— start Exercise input —

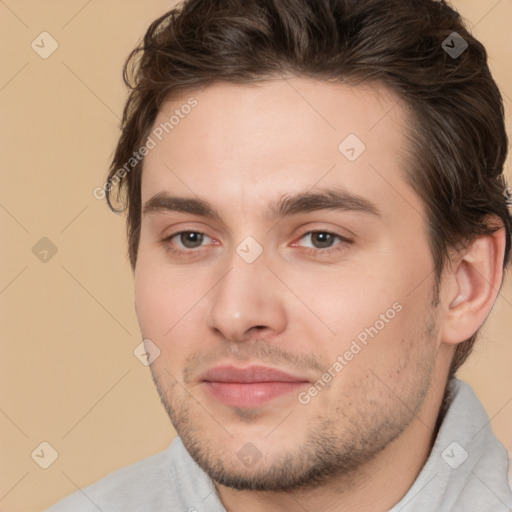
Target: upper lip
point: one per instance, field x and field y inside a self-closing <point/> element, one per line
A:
<point x="249" y="374"/>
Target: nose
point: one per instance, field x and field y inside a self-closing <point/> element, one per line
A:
<point x="247" y="302"/>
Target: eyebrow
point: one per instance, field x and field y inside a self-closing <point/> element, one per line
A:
<point x="305" y="202"/>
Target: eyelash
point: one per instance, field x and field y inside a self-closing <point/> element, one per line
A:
<point x="313" y="251"/>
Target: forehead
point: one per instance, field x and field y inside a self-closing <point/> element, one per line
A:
<point x="249" y="144"/>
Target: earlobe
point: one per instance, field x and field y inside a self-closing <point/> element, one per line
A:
<point x="474" y="284"/>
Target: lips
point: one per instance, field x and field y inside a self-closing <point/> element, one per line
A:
<point x="248" y="375"/>
<point x="249" y="387"/>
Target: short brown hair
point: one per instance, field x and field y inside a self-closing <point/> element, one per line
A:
<point x="458" y="142"/>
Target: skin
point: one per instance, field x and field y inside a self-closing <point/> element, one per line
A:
<point x="241" y="148"/>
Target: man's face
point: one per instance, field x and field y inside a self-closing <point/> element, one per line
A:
<point x="339" y="297"/>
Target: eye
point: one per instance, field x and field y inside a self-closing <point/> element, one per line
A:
<point x="322" y="240"/>
<point x="186" y="240"/>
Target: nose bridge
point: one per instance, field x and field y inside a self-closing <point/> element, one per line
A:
<point x="245" y="297"/>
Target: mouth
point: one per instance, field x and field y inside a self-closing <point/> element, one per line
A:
<point x="249" y="387"/>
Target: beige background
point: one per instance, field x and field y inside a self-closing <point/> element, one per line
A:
<point x="68" y="375"/>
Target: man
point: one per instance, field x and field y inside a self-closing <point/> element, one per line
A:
<point x="318" y="225"/>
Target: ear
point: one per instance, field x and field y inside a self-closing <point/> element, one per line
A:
<point x="471" y="286"/>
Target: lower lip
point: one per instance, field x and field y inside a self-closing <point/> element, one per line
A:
<point x="252" y="394"/>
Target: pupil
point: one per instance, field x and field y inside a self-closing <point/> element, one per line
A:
<point x="324" y="239"/>
<point x="191" y="239"/>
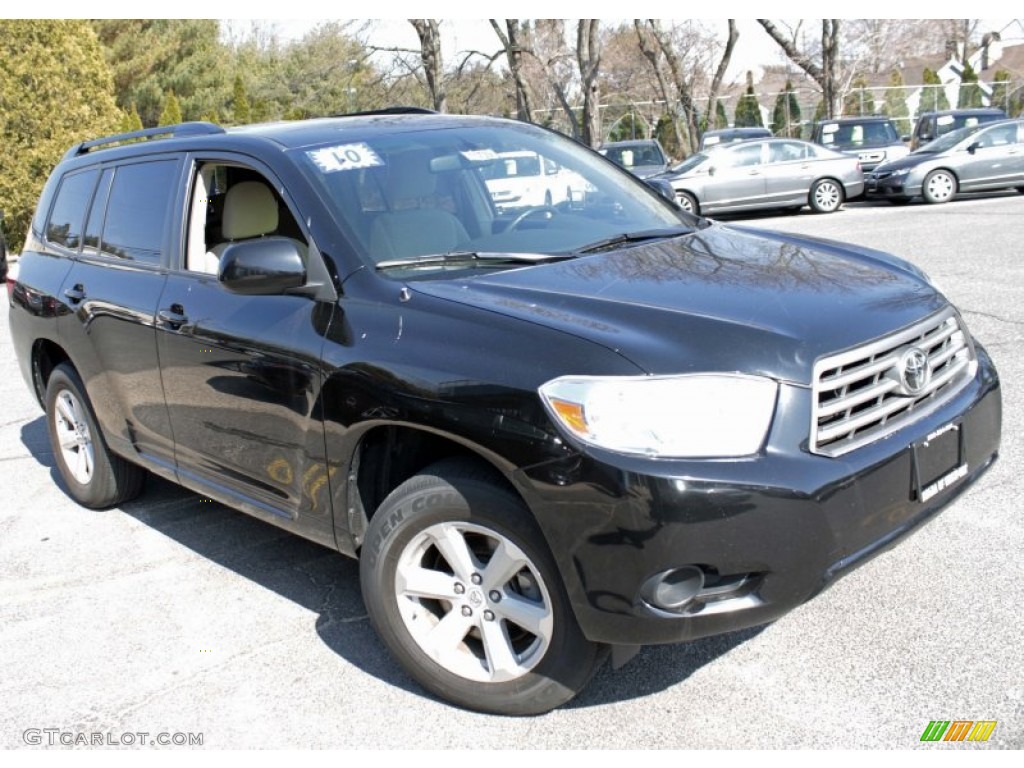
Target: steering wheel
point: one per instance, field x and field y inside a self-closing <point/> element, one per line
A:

— end Exercise input —

### [Given request]
Retype the lines from the one holding "Target: beige background" through the last line, inclusive, and leave the pictures out.

### [Solution for this task]
Target: beige background
point: one per instance, field x and field y inside a self-closing <point/> element, one per line
A:
<point x="68" y="375"/>
Target: man
point: one per instance, field x and field y inside a self-closing <point/> element, one per line
A:
<point x="318" y="225"/>
Target: ear
point: one per instance, field x and field y inside a self-closing <point/> element, one per line
A:
<point x="471" y="286"/>
Target: lower lip
point: one per instance, field x and field y inside a self-closing <point/> element, one per line
A:
<point x="252" y="394"/>
Target: pupil
point: one per instance, field x and field y inside a self-closing <point/> element, one per line
A:
<point x="324" y="239"/>
<point x="191" y="239"/>
Target: steering wheel
point: one per instance, field x and field y inside a self-closing <point/> element, one per line
A:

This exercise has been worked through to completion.